**Set exercise**
List every line in the entries that contains the string "bare", counting only matches with the same capitalization.

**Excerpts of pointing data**

━━━━━━━━━━━━━━━━━━━━

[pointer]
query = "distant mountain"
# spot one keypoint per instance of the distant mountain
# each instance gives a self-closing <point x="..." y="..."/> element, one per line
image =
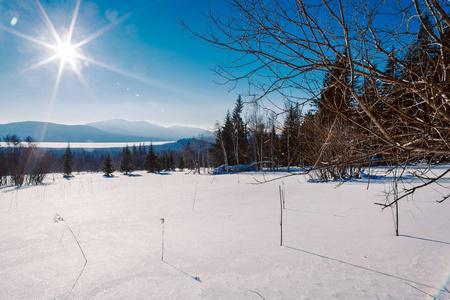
<point x="188" y="132"/>
<point x="51" y="132"/>
<point x="146" y="129"/>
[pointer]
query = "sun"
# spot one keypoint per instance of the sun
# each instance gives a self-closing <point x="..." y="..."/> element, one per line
<point x="66" y="52"/>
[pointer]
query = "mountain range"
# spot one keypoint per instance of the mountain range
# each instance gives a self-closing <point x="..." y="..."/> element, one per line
<point x="104" y="131"/>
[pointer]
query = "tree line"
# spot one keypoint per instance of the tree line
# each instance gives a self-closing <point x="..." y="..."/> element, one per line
<point x="376" y="72"/>
<point x="22" y="162"/>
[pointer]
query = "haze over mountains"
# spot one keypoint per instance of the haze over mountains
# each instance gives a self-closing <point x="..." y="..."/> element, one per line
<point x="105" y="131"/>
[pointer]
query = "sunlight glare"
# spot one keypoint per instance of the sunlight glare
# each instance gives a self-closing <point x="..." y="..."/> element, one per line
<point x="66" y="51"/>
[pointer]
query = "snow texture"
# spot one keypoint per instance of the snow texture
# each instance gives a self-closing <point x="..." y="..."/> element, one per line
<point x="221" y="239"/>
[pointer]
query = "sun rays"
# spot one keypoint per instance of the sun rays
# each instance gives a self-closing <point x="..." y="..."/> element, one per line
<point x="63" y="50"/>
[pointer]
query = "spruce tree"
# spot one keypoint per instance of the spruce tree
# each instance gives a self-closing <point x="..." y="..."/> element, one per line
<point x="171" y="162"/>
<point x="240" y="135"/>
<point x="108" y="166"/>
<point x="126" y="162"/>
<point x="181" y="163"/>
<point x="67" y="161"/>
<point x="151" y="161"/>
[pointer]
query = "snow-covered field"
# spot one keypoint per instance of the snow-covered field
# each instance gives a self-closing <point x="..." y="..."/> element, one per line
<point x="221" y="239"/>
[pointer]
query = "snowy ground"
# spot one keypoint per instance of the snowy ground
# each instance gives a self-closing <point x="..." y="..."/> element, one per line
<point x="221" y="239"/>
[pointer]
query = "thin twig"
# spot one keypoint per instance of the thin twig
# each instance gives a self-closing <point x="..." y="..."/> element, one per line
<point x="58" y="219"/>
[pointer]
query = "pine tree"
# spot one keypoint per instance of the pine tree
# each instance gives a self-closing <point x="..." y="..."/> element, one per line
<point x="67" y="161"/>
<point x="290" y="137"/>
<point x="171" y="162"/>
<point x="181" y="163"/>
<point x="151" y="160"/>
<point x="126" y="162"/>
<point x="108" y="166"/>
<point x="240" y="134"/>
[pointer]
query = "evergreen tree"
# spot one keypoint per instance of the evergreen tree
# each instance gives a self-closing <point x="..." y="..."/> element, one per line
<point x="181" y="163"/>
<point x="290" y="137"/>
<point x="67" y="161"/>
<point x="126" y="162"/>
<point x="151" y="160"/>
<point x="171" y="162"/>
<point x="239" y="134"/>
<point x="108" y="166"/>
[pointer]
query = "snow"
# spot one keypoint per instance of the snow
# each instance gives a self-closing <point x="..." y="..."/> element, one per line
<point x="221" y="239"/>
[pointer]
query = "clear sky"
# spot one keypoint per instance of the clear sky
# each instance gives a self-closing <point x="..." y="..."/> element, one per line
<point x="125" y="60"/>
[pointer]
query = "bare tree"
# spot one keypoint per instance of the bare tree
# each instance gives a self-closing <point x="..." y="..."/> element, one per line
<point x="287" y="48"/>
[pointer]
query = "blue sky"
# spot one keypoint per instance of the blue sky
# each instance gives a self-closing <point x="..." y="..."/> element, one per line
<point x="137" y="63"/>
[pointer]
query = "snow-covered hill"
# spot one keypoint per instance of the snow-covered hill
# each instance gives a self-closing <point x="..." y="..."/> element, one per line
<point x="221" y="239"/>
<point x="142" y="128"/>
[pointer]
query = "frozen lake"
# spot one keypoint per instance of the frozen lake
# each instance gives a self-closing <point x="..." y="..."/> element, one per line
<point x="59" y="145"/>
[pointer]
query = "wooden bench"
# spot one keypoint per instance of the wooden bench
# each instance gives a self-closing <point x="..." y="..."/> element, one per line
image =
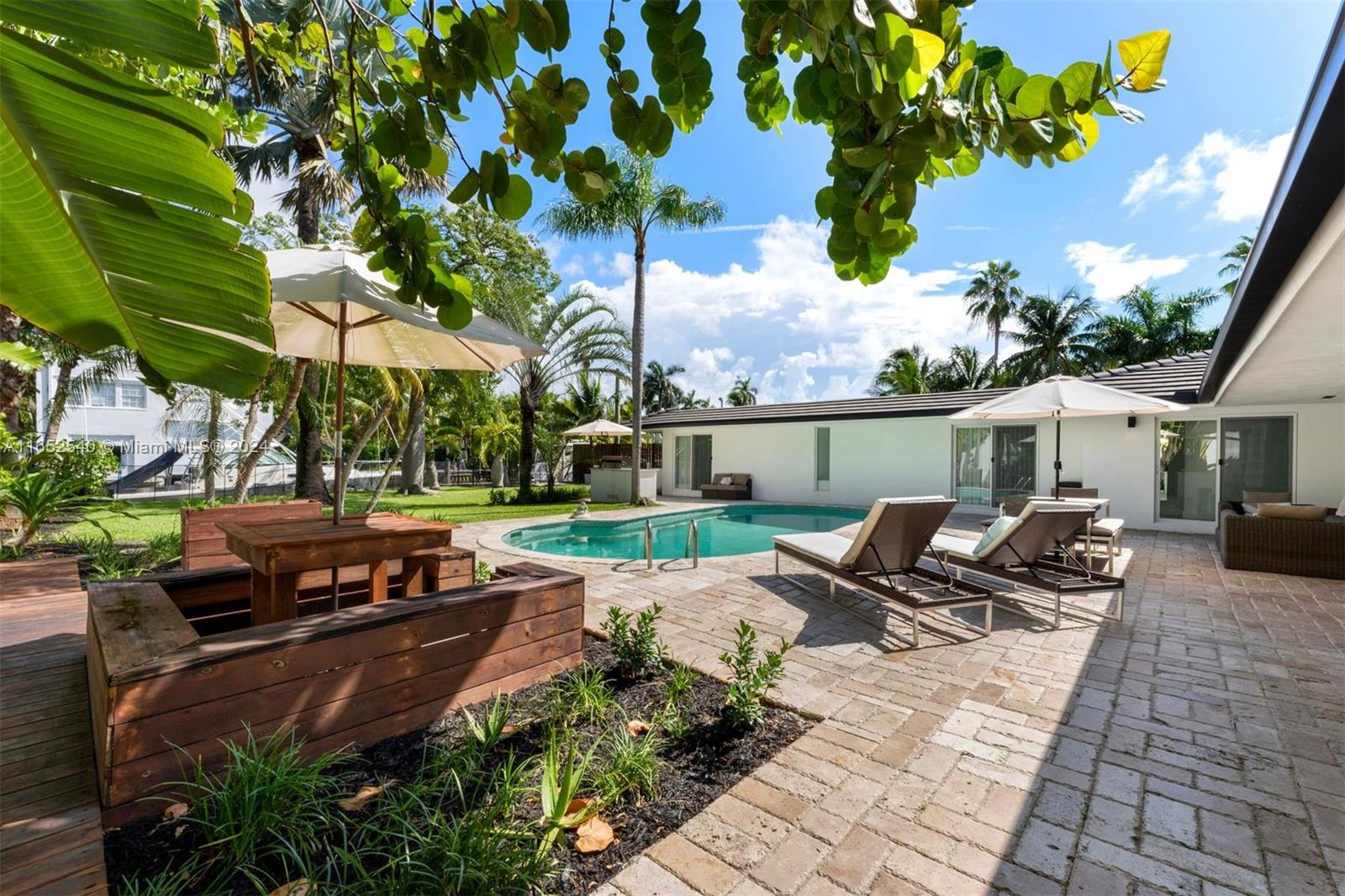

━━━━━━━━━━━━━━━━━━━━

**Expected output**
query = "bare tree"
# spot one keypoint per instance of the bare tree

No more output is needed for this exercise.